[Opening DATA section]

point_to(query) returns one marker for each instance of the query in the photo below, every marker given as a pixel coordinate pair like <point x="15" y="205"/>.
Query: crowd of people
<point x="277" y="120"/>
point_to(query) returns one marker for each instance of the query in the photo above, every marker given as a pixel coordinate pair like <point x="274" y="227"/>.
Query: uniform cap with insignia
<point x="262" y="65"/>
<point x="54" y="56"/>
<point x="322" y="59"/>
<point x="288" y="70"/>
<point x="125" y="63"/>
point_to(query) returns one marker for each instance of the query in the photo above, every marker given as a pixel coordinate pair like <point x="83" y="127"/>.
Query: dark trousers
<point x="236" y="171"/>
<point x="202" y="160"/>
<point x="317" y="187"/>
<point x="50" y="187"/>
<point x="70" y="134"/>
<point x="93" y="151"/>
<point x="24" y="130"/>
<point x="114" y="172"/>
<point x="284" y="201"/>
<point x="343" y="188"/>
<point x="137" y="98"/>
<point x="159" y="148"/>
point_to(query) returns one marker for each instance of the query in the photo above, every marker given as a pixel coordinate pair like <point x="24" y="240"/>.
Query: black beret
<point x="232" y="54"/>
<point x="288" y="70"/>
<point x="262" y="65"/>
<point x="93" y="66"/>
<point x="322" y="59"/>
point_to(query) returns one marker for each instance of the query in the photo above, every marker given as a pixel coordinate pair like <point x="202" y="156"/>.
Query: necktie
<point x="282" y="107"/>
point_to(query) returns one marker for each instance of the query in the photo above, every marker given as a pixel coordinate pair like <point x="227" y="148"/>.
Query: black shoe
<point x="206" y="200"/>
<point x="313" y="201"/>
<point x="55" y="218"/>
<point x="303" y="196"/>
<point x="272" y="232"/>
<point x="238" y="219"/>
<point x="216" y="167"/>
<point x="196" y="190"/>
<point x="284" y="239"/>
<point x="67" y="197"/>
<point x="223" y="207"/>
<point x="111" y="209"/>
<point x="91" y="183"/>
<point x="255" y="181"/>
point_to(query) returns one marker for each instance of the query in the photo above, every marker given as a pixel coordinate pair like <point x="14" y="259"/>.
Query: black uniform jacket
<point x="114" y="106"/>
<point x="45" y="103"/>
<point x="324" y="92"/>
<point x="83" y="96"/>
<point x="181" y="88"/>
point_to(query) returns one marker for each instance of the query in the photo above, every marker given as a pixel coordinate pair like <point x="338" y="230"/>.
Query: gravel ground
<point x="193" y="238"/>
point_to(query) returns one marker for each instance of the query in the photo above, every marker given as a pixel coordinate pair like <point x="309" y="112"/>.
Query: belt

[Closing DATA section]

> **WHAT IS EXPECTED**
Look through the entries for the string "above". Every line that has it belongs in the answer.

> **RESPONSE TO THE EXERCISE**
point_to(query) returns one marker for each instance of the query in the photo above, every marker given as a pixel coordinate pair like <point x="274" y="227"/>.
point_to(query) returns one marker for each instance of the query in the photo above, every marker given as a pixel coordinate pair like <point x="83" y="127"/>.
point_to(query) returns one marker for each instance of the query in the photo above, every marker given as a pixel coordinate pair like <point x="24" y="240"/>.
point_to(query) returns one marker for each instance of the query in the photo above, every marker given as a pixel coordinate pair like <point x="202" y="156"/>.
point_to(query) returns one marker for each instance of the query in the photo above, every marker given as a pixel coordinate pair like <point x="227" y="148"/>.
point_to(query) returns one marker for each instance of the query in the photo above, every marker given as a pixel coordinate pair like <point x="14" y="259"/>.
point_to(query) returns one marker for each instance of the query in the photo above, every marker given as a pixel coordinate pair like <point x="338" y="230"/>.
point_to(query) returns one marker for each instance of the query in the photo above, every marker given as a pixel coordinate pair like <point x="309" y="112"/>.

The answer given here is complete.